▶ Listed entries
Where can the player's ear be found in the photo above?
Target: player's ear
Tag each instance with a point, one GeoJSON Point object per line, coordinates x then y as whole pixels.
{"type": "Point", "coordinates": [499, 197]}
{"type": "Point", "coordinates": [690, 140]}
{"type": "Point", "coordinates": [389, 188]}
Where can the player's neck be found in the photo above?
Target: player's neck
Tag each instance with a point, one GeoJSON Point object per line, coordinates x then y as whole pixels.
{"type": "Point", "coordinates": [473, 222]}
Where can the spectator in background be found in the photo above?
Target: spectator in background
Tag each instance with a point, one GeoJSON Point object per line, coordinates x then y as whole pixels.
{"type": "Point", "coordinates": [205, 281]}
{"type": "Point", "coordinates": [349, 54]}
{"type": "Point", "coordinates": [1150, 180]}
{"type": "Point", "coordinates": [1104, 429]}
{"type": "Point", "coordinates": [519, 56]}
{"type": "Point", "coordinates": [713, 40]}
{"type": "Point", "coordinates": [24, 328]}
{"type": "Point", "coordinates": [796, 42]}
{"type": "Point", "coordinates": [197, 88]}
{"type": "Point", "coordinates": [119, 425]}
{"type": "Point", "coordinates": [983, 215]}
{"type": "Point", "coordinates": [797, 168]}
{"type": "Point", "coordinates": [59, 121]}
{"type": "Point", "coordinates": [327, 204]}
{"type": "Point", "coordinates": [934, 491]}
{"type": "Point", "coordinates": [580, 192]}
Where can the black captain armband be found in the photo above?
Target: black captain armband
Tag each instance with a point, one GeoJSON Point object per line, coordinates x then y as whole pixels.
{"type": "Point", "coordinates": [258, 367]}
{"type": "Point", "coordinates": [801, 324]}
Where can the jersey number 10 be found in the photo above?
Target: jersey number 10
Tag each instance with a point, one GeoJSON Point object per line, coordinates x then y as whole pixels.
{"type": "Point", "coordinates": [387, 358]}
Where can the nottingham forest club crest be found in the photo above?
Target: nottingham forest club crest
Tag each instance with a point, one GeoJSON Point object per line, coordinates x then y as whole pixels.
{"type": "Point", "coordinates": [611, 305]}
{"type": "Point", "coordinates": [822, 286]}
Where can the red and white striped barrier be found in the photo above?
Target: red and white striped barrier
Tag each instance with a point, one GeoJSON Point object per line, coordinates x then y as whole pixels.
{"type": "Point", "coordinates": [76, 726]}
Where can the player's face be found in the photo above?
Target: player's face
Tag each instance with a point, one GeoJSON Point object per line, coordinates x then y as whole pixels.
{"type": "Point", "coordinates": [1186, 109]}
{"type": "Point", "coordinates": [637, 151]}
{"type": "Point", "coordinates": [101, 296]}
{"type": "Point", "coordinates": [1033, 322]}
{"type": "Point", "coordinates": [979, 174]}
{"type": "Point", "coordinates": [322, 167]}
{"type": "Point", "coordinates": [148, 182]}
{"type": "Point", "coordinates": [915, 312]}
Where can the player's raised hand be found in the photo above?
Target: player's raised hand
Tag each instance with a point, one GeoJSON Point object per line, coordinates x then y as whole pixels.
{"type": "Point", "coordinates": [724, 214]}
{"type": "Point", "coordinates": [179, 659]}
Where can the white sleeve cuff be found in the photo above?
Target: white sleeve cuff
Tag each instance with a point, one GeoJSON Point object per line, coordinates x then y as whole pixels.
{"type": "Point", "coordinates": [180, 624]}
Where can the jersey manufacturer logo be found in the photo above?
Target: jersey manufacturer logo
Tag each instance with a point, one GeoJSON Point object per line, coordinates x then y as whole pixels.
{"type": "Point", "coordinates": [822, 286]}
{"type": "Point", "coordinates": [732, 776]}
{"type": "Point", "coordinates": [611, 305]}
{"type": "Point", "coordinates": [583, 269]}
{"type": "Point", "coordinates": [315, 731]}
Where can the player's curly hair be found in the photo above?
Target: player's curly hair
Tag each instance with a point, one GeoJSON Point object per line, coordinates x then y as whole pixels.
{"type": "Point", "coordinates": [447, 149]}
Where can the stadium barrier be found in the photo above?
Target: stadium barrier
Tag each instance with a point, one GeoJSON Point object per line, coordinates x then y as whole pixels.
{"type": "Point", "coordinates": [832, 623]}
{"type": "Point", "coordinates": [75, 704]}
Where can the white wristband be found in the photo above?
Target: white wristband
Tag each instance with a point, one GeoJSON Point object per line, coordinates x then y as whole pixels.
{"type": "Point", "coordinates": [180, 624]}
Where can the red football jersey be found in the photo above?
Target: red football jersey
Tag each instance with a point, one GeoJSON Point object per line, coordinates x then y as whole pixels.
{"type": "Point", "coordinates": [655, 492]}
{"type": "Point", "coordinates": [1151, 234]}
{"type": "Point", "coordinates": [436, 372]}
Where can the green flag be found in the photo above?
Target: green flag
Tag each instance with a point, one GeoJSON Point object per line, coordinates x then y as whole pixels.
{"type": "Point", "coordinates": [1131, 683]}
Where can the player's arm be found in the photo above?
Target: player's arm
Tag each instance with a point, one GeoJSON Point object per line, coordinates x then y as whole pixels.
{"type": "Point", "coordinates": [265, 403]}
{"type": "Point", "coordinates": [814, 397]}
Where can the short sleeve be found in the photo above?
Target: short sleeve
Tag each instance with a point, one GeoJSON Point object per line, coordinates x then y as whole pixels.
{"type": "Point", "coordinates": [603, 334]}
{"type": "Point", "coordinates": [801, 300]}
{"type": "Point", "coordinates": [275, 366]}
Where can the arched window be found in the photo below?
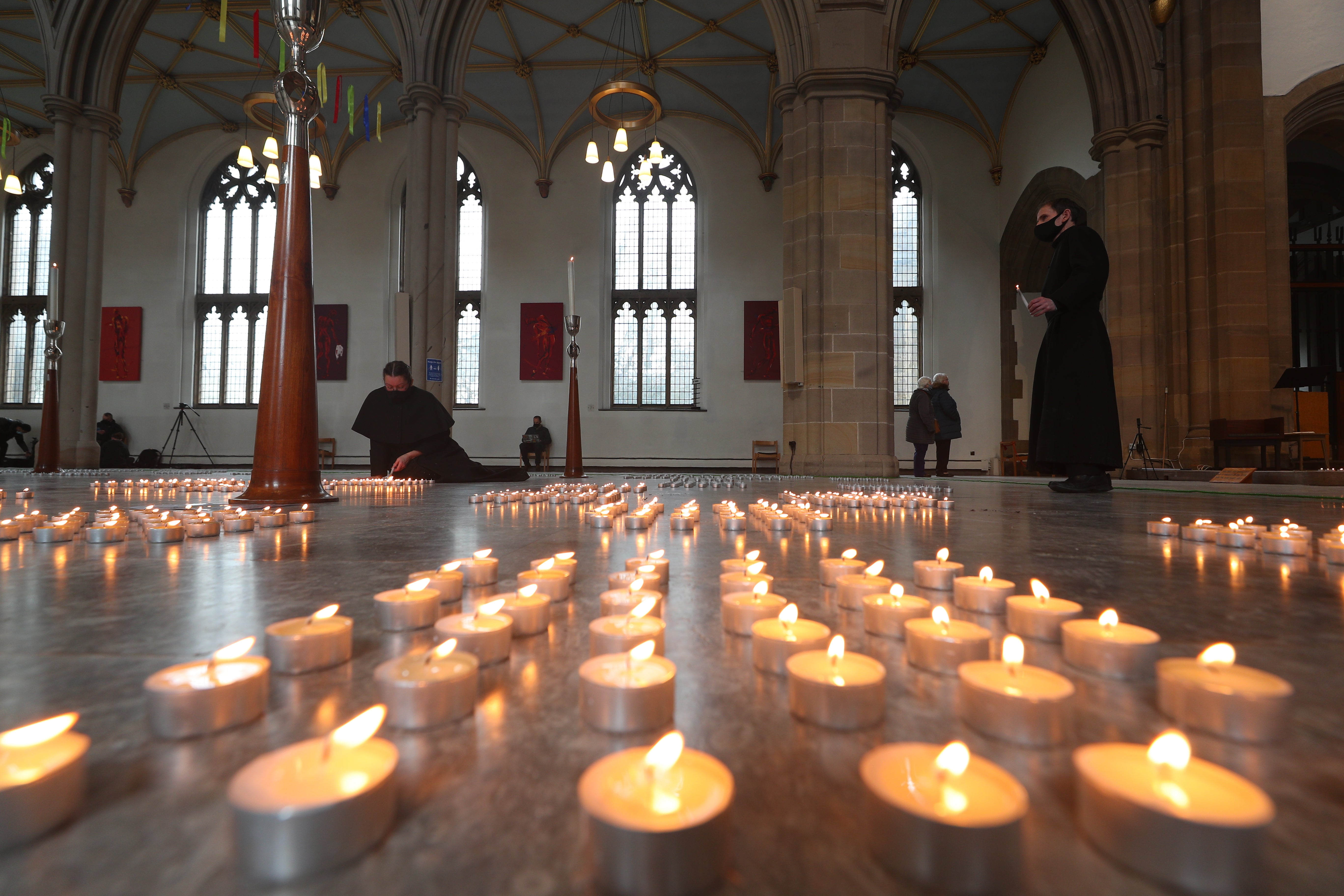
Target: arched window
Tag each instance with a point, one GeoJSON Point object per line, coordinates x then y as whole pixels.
{"type": "Point", "coordinates": [654, 284]}
{"type": "Point", "coordinates": [471, 256]}
{"type": "Point", "coordinates": [28, 268]}
{"type": "Point", "coordinates": [237, 244]}
{"type": "Point", "coordinates": [906, 284]}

▶ What to do
Substitute "image" for "photo" everywhere it appears in the material and write the material out again with nothing else changed. Omit the pictures.

▶ Task output
Where can the player's ear be found in the image above?
Target: player's ear
Tag each instance with a point, one GeoJSON Point object per line, coordinates x then y as whole pixels.
{"type": "Point", "coordinates": [499, 197]}
{"type": "Point", "coordinates": [690, 140]}
{"type": "Point", "coordinates": [389, 188]}
Where can the player's neck be found in the image above?
Target: player's neck
Tag each instance with a point, one GeoJSON Point object per line, coordinates x then y as whole pixels.
{"type": "Point", "coordinates": [473, 222]}
Where can the spectator in background be found in the image above?
Target: spectator in background
Tag each instance with a point, one GeoJSON Point object per line, coordinates x then y as whole pixels.
{"type": "Point", "coordinates": [205, 281]}
{"type": "Point", "coordinates": [349, 54]}
{"type": "Point", "coordinates": [1150, 180]}
{"type": "Point", "coordinates": [1104, 429]}
{"type": "Point", "coordinates": [519, 56]}
{"type": "Point", "coordinates": [713, 40]}
{"type": "Point", "coordinates": [24, 328]}
{"type": "Point", "coordinates": [796, 42]}
{"type": "Point", "coordinates": [197, 88]}
{"type": "Point", "coordinates": [119, 425]}
{"type": "Point", "coordinates": [983, 215]}
{"type": "Point", "coordinates": [797, 168]}
{"type": "Point", "coordinates": [59, 121]}
{"type": "Point", "coordinates": [327, 204]}
{"type": "Point", "coordinates": [934, 491]}
{"type": "Point", "coordinates": [580, 192]}
Where can the black captain armband be found in the image above?
Target: black captain armband
Tag each instance with a point, one GeoJSON Point object per line, coordinates x then y as whole pixels.
{"type": "Point", "coordinates": [258, 367]}
{"type": "Point", "coordinates": [801, 324]}
Where can the jersey number 10 be found in the image above?
Target: jersey number 10
Tag each instance with a point, one GeoJSON Point object per line, coordinates x then y as whole pixels.
{"type": "Point", "coordinates": [387, 358]}
Where can the nottingham forest club crest be found in the image above?
Target: nottingham forest club crest
Tag each instance with a point, one GeoJSON Point object per line, coordinates x then y as whole pixels.
{"type": "Point", "coordinates": [611, 305]}
{"type": "Point", "coordinates": [822, 286]}
Where can the red and white striped barrier be found in the image above?
Target: red and white striped barrier
Tag each instance with a point, one GeoJSON Point object per line, coordinates x then y as whole pixels.
{"type": "Point", "coordinates": [76, 726]}
Where can the player's face be found in the image above?
Target: player's face
Tag each instance with a point, one GeoJSON Point object per line, coordinates x then y as whole pixels.
{"type": "Point", "coordinates": [1186, 109]}
{"type": "Point", "coordinates": [637, 151]}
{"type": "Point", "coordinates": [101, 296]}
{"type": "Point", "coordinates": [1033, 322]}
{"type": "Point", "coordinates": [979, 174]}
{"type": "Point", "coordinates": [322, 167]}
{"type": "Point", "coordinates": [148, 182]}
{"type": "Point", "coordinates": [915, 312]}
Where can the player's raised hand be found in the image above?
Target: player's raised hand
Tag each instance with a point, one GeoJSON Point object per line, coordinates x then y as whole pixels.
{"type": "Point", "coordinates": [724, 214]}
{"type": "Point", "coordinates": [179, 659]}
Where can the white sleeve cuff be found in the image above?
Target: white sleeve cuff
Tag each instance with a point, one GeoJSON Point object per line, coordinates x then y as whole pixels.
{"type": "Point", "coordinates": [180, 624]}
Where can the jersey manufacturer logo be found in the image above?
Target: jersey manufacturer logo
Tag each instance with a point, one GeoJSON Point object per line, coordinates x then y as whole pixels.
{"type": "Point", "coordinates": [822, 286]}
{"type": "Point", "coordinates": [732, 776]}
{"type": "Point", "coordinates": [611, 305]}
{"type": "Point", "coordinates": [583, 269]}
{"type": "Point", "coordinates": [315, 731]}
Where can the player's curly hair be found in the image above?
Target: player's curly hair
Tag each instance with a point, one GeoJSON Point object per line, coordinates x then y as whole pixels.
{"type": "Point", "coordinates": [447, 149]}
Where can the stadium barrier be found in the image above?
Target: stadium barrier
Tag each instance with a point, one GeoJSON Point object per line, coordinates x then y as whole pixels.
{"type": "Point", "coordinates": [832, 623]}
{"type": "Point", "coordinates": [75, 704]}
Where can the white wristband be found in the image above?
Target: white wristband
Tag each instance with a point, one GeoJSON Point object per line, coordinates x then y as whole pixels.
{"type": "Point", "coordinates": [180, 624]}
Where can the red football jersey be found in the image above?
Target: red football jersey
Tag each instance with a point, one GeoJSON Point object per line, coordinates x then y as whole pixels.
{"type": "Point", "coordinates": [655, 492]}
{"type": "Point", "coordinates": [1151, 234]}
{"type": "Point", "coordinates": [436, 372]}
Where can the green flag be found in the image above?
Target: green flag
Tag each instance with a point, one GeoJSON Point object per line, coordinates x then y as whole pixels.
{"type": "Point", "coordinates": [1131, 683]}
Where can the player's arm be found in the image above?
Target: player's arm
Tag each instance with a point, one GeoJSON Point object per line, coordinates x then y as whole pixels.
{"type": "Point", "coordinates": [265, 403]}
{"type": "Point", "coordinates": [814, 397]}
Where can the short sleeve be found in the image above?
Target: short sleeve
Tag each instance with a point, one GeoJSON Point object per line, coordinates x then y as whole pixels.
{"type": "Point", "coordinates": [603, 334]}
{"type": "Point", "coordinates": [801, 300]}
{"type": "Point", "coordinates": [275, 366]}
Where can the arched window be found in the image below?
Target: arched window
Tag each instance with a point, one GeoJSON Point object per line, coordinates x then y as whole pixels.
{"type": "Point", "coordinates": [654, 284]}
{"type": "Point", "coordinates": [471, 256]}
{"type": "Point", "coordinates": [28, 268]}
{"type": "Point", "coordinates": [237, 244]}
{"type": "Point", "coordinates": [906, 284]}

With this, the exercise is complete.